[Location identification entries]
====
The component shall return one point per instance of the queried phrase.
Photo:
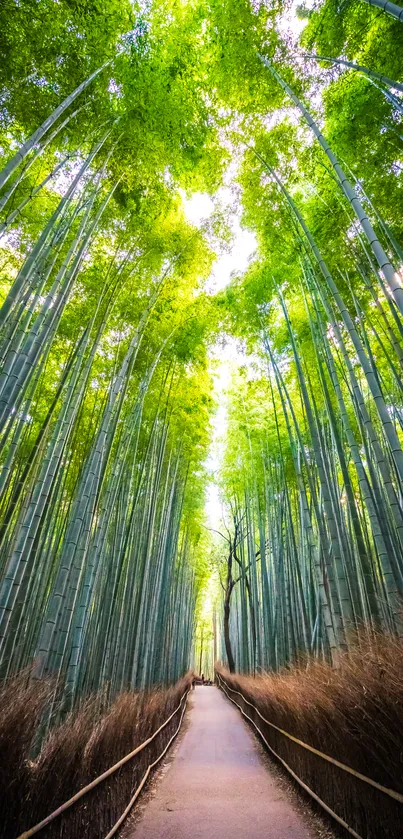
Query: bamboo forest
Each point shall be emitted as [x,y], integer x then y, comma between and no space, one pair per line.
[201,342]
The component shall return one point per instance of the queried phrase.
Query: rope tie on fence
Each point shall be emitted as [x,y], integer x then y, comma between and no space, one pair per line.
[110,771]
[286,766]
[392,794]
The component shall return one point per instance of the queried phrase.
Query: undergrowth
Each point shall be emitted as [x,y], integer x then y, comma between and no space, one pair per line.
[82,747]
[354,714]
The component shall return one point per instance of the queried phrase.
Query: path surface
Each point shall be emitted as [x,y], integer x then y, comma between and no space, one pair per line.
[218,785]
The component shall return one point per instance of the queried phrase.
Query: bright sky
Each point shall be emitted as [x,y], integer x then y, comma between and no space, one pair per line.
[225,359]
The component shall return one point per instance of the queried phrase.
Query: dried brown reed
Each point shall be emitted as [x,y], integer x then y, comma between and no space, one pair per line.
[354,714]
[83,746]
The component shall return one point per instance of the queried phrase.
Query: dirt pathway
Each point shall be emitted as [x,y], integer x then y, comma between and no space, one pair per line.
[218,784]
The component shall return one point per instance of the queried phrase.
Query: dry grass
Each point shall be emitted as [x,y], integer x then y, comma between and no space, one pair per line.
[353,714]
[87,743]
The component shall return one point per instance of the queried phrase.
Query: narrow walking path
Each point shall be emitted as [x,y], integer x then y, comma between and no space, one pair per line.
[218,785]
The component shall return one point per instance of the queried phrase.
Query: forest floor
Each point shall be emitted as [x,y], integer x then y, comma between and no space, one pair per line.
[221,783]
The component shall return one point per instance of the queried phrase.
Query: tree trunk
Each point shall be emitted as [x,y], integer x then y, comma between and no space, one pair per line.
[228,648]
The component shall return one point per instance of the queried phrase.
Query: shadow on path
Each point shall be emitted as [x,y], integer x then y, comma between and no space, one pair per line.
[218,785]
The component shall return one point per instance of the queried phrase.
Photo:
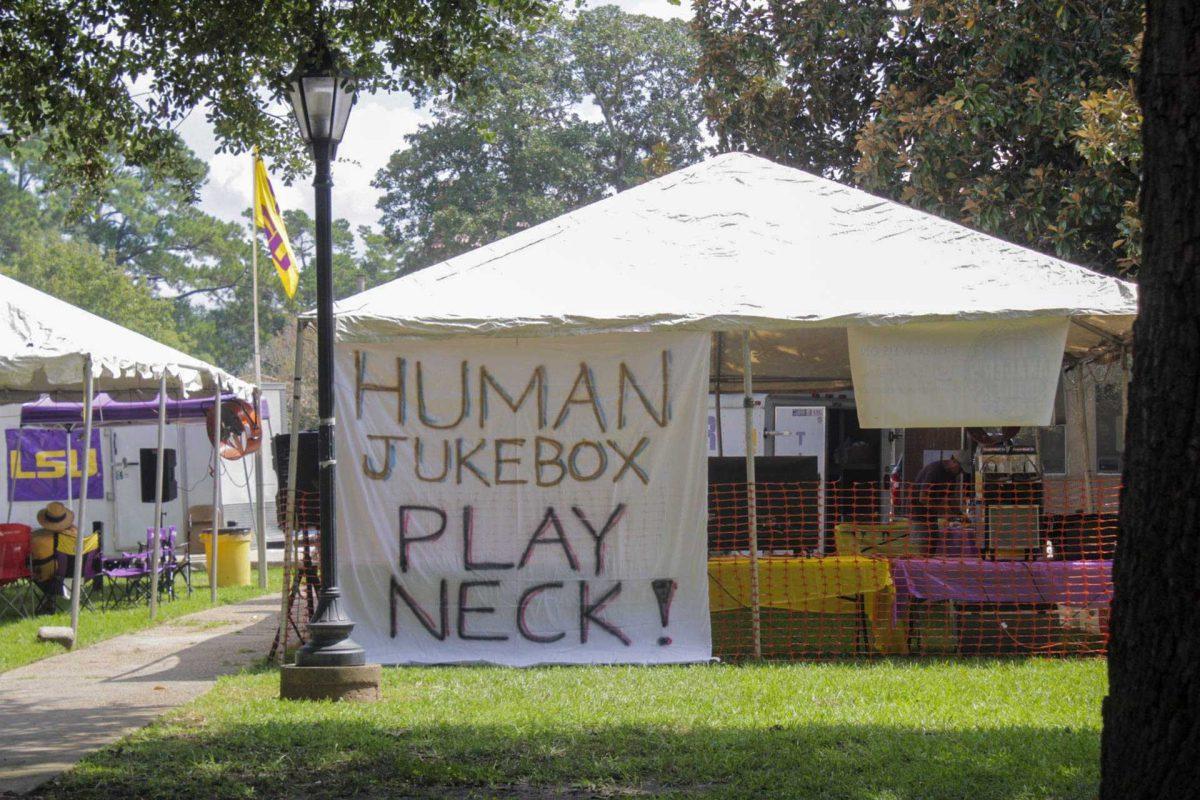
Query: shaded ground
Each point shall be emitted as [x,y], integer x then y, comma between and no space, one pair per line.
====
**STATED PROBLEM**
Extract every line of the data above that contains the word "forest", and copy each such line in full.

**ANSWER FOR THE TASK**
Query: bamboo forest
Query: forest floor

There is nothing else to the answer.